[Rows of box annotation data]
· · · · ·

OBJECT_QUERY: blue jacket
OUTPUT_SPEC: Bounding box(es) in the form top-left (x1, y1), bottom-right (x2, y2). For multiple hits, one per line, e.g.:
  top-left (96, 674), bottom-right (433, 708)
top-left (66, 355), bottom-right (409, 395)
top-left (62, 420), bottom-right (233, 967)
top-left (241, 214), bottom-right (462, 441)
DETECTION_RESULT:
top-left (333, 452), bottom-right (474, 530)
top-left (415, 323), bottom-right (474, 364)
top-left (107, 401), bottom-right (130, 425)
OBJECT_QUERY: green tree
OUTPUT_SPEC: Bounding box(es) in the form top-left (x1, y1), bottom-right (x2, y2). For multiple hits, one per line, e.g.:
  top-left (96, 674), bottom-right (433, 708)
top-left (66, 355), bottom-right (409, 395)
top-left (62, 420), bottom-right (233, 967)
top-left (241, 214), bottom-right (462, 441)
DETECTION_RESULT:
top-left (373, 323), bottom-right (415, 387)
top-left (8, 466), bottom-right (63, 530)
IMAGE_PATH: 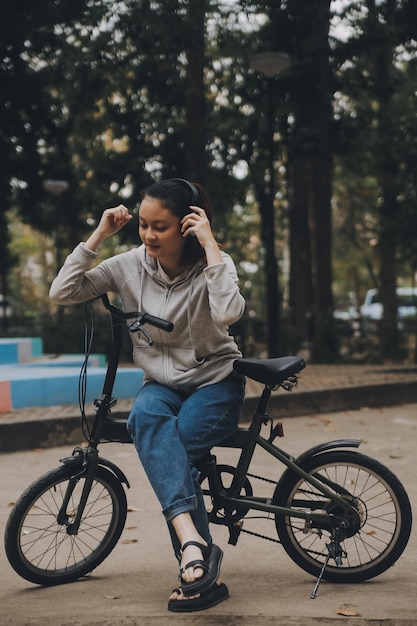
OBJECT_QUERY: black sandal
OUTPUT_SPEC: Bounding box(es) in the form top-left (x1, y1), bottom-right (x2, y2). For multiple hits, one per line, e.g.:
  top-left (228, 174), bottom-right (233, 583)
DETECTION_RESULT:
top-left (168, 583), bottom-right (229, 613)
top-left (180, 541), bottom-right (223, 602)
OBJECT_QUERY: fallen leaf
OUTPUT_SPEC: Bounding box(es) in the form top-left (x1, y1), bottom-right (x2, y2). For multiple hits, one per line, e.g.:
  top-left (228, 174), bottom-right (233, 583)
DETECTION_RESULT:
top-left (336, 604), bottom-right (361, 617)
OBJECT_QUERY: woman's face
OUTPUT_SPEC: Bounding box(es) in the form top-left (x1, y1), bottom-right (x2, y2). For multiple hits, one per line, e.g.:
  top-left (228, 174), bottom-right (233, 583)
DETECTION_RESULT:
top-left (139, 196), bottom-right (185, 267)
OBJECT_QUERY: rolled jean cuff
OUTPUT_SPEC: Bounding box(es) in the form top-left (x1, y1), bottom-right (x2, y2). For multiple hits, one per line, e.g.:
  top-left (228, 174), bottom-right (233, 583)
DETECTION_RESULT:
top-left (162, 495), bottom-right (197, 522)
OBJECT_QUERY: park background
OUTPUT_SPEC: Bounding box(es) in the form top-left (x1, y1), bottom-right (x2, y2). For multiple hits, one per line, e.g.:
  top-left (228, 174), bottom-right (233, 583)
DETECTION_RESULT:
top-left (0, 0), bottom-right (417, 363)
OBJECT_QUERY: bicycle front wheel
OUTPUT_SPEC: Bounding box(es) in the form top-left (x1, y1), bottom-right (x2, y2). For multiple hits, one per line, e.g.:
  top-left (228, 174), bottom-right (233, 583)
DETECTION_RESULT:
top-left (5, 466), bottom-right (127, 586)
top-left (273, 450), bottom-right (411, 583)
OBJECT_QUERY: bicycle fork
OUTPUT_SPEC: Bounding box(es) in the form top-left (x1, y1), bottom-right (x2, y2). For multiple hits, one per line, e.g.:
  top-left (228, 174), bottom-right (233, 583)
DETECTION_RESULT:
top-left (57, 447), bottom-right (99, 535)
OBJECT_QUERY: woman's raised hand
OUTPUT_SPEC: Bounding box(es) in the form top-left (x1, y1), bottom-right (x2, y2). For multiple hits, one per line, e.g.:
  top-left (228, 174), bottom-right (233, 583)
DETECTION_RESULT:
top-left (84, 204), bottom-right (133, 250)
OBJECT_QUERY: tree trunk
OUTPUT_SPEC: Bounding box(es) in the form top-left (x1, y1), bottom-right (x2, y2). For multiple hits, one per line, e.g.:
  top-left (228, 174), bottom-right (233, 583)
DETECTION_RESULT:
top-left (289, 0), bottom-right (338, 362)
top-left (184, 0), bottom-right (205, 183)
top-left (367, 0), bottom-right (401, 359)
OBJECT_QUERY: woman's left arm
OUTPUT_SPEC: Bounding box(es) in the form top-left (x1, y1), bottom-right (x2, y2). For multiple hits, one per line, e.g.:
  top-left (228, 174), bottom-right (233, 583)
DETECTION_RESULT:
top-left (204, 250), bottom-right (245, 326)
top-left (181, 206), bottom-right (245, 326)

· · · · ·

* **Aim of the exercise**:
Lay out every line of the items above as a numbered list, skipping any blank lines. Leave the pictures out.

* **The solution**:
1. OBJECT_QUERY: blue jacket
2. OUTPUT_SPEC: Bounding box(es) in the form top-left (x1, y1), bottom-right (x2, y2). For multiple hits, one per line, e.g.:
3.   top-left (96, 674), bottom-right (433, 708)
4. top-left (66, 355), bottom-right (409, 395)
5. top-left (62, 420), bottom-right (233, 967)
6. top-left (241, 214), bottom-right (462, 441)
7. DETECTION_RESULT:
8. top-left (333, 452), bottom-right (474, 530)
9. top-left (415, 323), bottom-right (474, 364)
10. top-left (107, 401), bottom-right (130, 425)
11. OBJECT_QUERY: green tree
12. OUTPUT_SPEC: Bounding box(es) in the form top-left (x1, y1), bottom-right (x2, y2). For multiple hits, one per line, e.g.:
13.   top-left (96, 674), bottom-right (433, 708)
14. top-left (66, 355), bottom-right (409, 395)
15. top-left (62, 420), bottom-right (233, 967)
16. top-left (241, 214), bottom-right (462, 441)
17. DETECTION_RESULT:
18. top-left (373, 323), bottom-right (415, 387)
19. top-left (8, 466), bottom-right (63, 530)
20. IMAGE_PATH: 
21. OBJECT_QUERY: black sandal
22. OUTPUT_SPEC: Bounding box(es) in the form top-left (x1, y1), bottom-right (x2, y2). For multiple hits, one per line, e.g.:
23.   top-left (228, 174), bottom-right (233, 583)
24. DETECTION_RESULT:
25. top-left (168, 583), bottom-right (229, 613)
26. top-left (180, 541), bottom-right (223, 602)
27. OBJECT_QUERY: fallen leaf
28. OUTPUT_SPEC: Bounding box(es) in the form top-left (x1, y1), bottom-right (x2, y2). For multiple hits, one per line, e.g.:
29.   top-left (228, 174), bottom-right (233, 583)
30. DETECTION_RESULT:
31. top-left (336, 604), bottom-right (361, 617)
32. OBJECT_QUERY: woman's face
33. OUTPUT_SPEC: Bounding box(es) in the form top-left (x1, y1), bottom-right (x2, y2). For multiple hits, one per line, e.g.:
34.   top-left (228, 174), bottom-right (233, 583)
35. DETECTION_RESULT:
36. top-left (139, 196), bottom-right (185, 267)
37. OBJECT_QUERY: rolled jean cuff
38. OUTPUT_SPEC: Bounding box(es) in the form top-left (x1, y1), bottom-right (x2, y2). For multiple hits, one per line, e.g.:
39.   top-left (228, 174), bottom-right (233, 583)
40. DETECTION_RESULT:
41. top-left (162, 495), bottom-right (197, 522)
42. OBJECT_QUERY: park background
43. OUTPUT_SPEC: Bounding box(es) in the form top-left (x1, y1), bottom-right (x2, y2). For multiple hits, one per line, e.g.:
44.   top-left (228, 174), bottom-right (233, 583)
45. DETECTION_RESULT:
46. top-left (0, 0), bottom-right (417, 363)
47. OBJECT_QUERY: bicycle front wheel
48. OUTPUT_SPEC: Bounding box(es) in the form top-left (x1, y1), bottom-right (x2, y2). For multiple hits, one per line, e.g.:
49.   top-left (228, 174), bottom-right (233, 583)
50. DETECTION_RESULT:
51. top-left (5, 466), bottom-right (127, 586)
52. top-left (273, 450), bottom-right (411, 583)
53. OBJECT_QUERY: bicycle fork
54. OUTPUT_SPEC: Bounding box(es) in the form top-left (x1, y1), bottom-right (x2, y2). For multiple hits, one per line, e.g.:
55.   top-left (228, 174), bottom-right (233, 583)
56. DETECTION_RESULT:
57. top-left (57, 447), bottom-right (99, 535)
58. OBJECT_QUERY: woman's raised hand
59. OUTPUT_SPEC: Bounding box(es) in the form top-left (x1, y1), bottom-right (x2, y2). For multiple hits, one per line, e.g.:
60.   top-left (228, 174), bottom-right (233, 583)
61. DETECTION_RESULT:
62. top-left (84, 204), bottom-right (133, 250)
63. OBJECT_QUERY: tree trunk
64. OUTPUT_SPEC: Bounding box(es) in the form top-left (x1, y1), bottom-right (x2, y2). For multiple hits, one per line, e.g.:
65.   top-left (228, 174), bottom-right (233, 583)
66. DETECTION_RESULT:
67. top-left (289, 0), bottom-right (338, 362)
68. top-left (184, 0), bottom-right (205, 183)
69. top-left (367, 0), bottom-right (401, 359)
70. OBJECT_QUERY: woman's left arm
71. OUTPUT_SPEC: Bounding box(es) in the form top-left (x1, y1), bottom-right (x2, y2). For multiple hits, one per line, e.g.:
72.   top-left (228, 174), bottom-right (233, 583)
73. DETECTION_RESULT:
74. top-left (204, 250), bottom-right (245, 326)
75. top-left (181, 206), bottom-right (245, 326)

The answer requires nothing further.